── Data shown
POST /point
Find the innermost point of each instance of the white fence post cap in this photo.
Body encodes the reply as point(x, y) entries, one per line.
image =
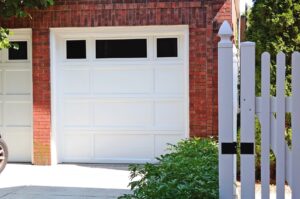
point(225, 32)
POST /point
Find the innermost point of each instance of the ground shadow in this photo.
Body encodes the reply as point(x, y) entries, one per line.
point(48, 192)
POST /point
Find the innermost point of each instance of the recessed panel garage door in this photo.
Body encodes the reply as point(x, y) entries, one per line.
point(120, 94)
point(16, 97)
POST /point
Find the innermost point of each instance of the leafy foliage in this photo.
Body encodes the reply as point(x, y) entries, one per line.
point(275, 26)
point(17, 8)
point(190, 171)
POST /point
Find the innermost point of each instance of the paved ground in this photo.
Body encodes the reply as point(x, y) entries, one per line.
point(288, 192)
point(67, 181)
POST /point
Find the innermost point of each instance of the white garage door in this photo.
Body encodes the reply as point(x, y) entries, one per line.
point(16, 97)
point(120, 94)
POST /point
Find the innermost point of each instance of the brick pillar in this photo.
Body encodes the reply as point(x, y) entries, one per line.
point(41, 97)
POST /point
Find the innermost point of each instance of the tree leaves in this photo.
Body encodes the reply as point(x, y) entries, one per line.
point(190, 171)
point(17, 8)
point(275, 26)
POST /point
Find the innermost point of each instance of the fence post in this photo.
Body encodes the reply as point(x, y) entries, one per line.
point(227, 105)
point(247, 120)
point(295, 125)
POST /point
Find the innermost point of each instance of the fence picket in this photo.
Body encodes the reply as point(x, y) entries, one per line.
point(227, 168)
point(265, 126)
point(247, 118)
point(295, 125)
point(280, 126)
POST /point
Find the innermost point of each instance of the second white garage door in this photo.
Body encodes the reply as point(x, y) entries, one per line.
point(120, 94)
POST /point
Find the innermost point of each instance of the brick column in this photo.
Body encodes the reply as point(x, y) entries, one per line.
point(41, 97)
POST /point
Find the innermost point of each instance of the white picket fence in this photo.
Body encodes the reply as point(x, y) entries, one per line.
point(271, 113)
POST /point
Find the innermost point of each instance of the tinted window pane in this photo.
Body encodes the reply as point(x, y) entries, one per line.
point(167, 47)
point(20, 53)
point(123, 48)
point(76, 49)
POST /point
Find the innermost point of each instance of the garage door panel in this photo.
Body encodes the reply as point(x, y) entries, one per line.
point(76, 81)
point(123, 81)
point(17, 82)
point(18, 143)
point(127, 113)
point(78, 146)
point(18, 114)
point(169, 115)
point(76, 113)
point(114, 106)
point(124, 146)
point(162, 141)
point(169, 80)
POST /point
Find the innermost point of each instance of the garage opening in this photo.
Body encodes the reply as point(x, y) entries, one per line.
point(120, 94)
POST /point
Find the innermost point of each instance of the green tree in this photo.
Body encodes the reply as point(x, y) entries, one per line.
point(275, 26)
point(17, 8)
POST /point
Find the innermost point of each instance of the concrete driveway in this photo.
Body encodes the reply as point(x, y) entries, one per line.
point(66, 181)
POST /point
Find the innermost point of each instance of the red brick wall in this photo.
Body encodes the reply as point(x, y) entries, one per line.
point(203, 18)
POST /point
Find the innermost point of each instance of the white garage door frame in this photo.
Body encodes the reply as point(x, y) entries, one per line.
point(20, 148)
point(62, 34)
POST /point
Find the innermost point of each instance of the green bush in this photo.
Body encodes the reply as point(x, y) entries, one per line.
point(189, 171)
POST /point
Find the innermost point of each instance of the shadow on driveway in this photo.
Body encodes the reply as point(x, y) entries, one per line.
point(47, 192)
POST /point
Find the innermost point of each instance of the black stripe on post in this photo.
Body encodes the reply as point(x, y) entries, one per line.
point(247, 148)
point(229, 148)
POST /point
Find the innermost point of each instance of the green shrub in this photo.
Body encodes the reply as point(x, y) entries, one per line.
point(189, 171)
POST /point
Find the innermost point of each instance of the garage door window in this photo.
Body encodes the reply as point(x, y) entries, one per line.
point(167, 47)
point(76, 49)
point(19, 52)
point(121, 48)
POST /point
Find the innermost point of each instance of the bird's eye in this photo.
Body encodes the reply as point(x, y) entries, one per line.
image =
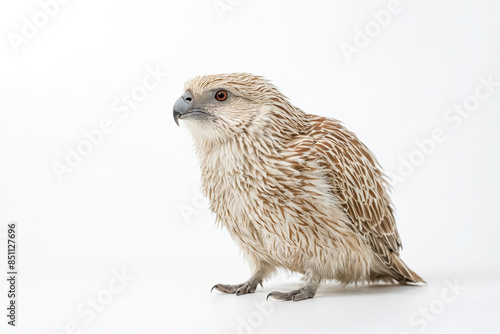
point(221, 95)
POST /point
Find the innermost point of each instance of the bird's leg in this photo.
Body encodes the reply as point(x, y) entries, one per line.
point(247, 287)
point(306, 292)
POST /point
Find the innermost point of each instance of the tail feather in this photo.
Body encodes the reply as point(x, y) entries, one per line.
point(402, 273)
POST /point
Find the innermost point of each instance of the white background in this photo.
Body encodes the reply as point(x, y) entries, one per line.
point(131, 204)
────
Your goal: Collect every line in the records above that contains the word "green". Uppercase and lowercase count, so match the case.

Result:
Find the innermost point of each instance of the green tree in this photo.
Find the innermost point of each instance of the green bush in this photo.
Find the innermost point of each instance of the green shrub in this photo.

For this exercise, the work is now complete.